§ PROBLEM TO SOLVE
Retype the entries in full.

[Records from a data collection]
────────
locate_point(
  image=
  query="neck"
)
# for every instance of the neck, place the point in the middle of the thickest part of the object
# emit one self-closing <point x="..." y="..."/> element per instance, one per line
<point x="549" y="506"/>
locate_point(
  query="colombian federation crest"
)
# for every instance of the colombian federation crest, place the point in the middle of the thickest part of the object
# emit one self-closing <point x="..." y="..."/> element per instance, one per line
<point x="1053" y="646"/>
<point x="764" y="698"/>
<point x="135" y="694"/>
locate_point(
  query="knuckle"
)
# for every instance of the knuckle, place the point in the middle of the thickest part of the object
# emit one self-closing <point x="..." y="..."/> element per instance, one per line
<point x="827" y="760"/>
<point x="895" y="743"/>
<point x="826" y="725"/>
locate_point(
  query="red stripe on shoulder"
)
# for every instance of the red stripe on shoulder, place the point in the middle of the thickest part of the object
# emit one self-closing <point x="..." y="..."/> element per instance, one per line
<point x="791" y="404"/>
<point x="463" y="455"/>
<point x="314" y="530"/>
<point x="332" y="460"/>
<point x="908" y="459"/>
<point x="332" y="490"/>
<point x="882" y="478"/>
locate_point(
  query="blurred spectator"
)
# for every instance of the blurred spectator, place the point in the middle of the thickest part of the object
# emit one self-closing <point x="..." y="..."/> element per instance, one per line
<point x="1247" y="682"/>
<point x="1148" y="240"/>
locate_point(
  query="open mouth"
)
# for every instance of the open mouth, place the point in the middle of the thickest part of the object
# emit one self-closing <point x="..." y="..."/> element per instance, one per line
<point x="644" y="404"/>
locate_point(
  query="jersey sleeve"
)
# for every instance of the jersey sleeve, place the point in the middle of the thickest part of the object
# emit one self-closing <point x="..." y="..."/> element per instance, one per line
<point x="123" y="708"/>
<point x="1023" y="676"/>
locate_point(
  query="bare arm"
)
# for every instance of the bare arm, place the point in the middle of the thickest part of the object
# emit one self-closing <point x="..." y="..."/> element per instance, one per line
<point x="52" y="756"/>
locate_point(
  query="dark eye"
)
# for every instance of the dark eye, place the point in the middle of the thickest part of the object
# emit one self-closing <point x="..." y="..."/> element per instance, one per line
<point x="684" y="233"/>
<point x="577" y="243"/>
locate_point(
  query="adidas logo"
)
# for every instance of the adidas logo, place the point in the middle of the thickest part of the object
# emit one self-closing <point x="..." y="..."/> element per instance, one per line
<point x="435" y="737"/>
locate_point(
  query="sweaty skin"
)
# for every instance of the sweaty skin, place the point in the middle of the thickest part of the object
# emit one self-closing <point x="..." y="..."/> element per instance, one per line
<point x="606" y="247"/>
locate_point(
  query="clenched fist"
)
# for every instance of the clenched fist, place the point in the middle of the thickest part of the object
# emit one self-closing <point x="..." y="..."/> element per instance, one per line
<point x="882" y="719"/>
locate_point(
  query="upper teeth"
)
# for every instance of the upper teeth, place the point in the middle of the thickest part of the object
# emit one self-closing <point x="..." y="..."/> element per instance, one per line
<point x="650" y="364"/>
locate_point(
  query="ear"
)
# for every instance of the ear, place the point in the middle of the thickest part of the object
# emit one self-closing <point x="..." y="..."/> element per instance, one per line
────────
§ EXERCISE RESPONSE
locate_point(
  image=
  query="neck"
)
# for every instance of the neck, place the point in the middle of the thickest part of the object
# emit one self-closing <point x="..." y="..."/> element per instance, one per line
<point x="549" y="506"/>
locate_point(
  query="colombian federation crest"
)
# for every instance of the colombian federation crest, place the point in the middle of the thickest part of the object
# emit one self-closing <point x="..." y="..."/> element per instance, one per line
<point x="1053" y="646"/>
<point x="764" y="698"/>
<point x="135" y="694"/>
locate_point(
  query="knuckle"
)
# for every instance of the knuckle, place the point in the middle of the thickest part of the object
# emit one self-closing <point x="..." y="..."/> element per instance, one per line
<point x="827" y="760"/>
<point x="895" y="743"/>
<point x="826" y="725"/>
locate_point(
  query="red stripe on shoulder"
)
# for every instance of the red stripe on shoulder, place the point in the middle of the thickest part of the object
# emit one self-closing <point x="..." y="..."/> element per instance, one per line
<point x="791" y="404"/>
<point x="463" y="455"/>
<point x="314" y="530"/>
<point x="332" y="460"/>
<point x="908" y="459"/>
<point x="332" y="490"/>
<point x="882" y="478"/>
locate_point(
  query="blurred spectator"
)
# for every instance of the blurred spectator, place the point in the middle of the thickest part of the object
# emit one self-closing <point x="..." y="..."/> element per instance, one per line
<point x="1247" y="682"/>
<point x="1148" y="240"/>
locate_point(
  query="open mouth"
)
# for every instance of the open mouth, place the point in the middle of the thickest part of the object
# emit one self-closing <point x="..." y="..."/> element per instance, one per line
<point x="644" y="404"/>
locate_point(
  query="jersey sleeve"
)
# for every instance of the jersey sleeve, place the point in the middle of the thickest part of the object
# emit one self-closing <point x="..." y="..."/> element per instance, one per line
<point x="123" y="708"/>
<point x="1023" y="676"/>
locate_point(
  query="bare arm"
)
# for every instance of the bare arm, place the point in the middle of the thickest part of the object
# emit one self-closing <point x="..." y="..."/> element per instance, one per line
<point x="52" y="756"/>
locate_point(
  query="dark eye"
)
# for every instance of the dark eye, place the point in the middle of the thickest part of the object
# emit one self-closing <point x="..." y="..."/> element per instance, one per line
<point x="684" y="233"/>
<point x="577" y="243"/>
locate_point(
  query="adidas logo"
)
# for every instance of the adidas logo, place the point in the middle of the thickest part of the object
# emit one self-closing <point x="..." y="..."/> element per instance, one per line
<point x="435" y="737"/>
locate_point(
  query="sweaty skin"
)
# for every instance of the sweaty skin, place the point in the middle of the thickest part of the object
# emit one self-closing <point x="..." y="..."/> element per instance, one per line
<point x="606" y="247"/>
locate_point(
  query="clenched fist"
)
# for every instance of the clenched fist, place the point in the middle of the thickest part of the object
# emit one self-closing <point x="..." y="..."/> element per instance, one per line
<point x="882" y="719"/>
locate_point(
  query="upper teeth"
)
# for every instance of the upper teeth, place the point in the middle of the thickest part of the object
# emit one self-closing <point x="..." y="..."/> element per instance, one per line
<point x="650" y="364"/>
locate_point(
  query="ear"
)
# for every instance of the ear, place the point in the middle of the thickest part of the object
# emit one self-closing <point x="..." y="..."/> element per instance, one per line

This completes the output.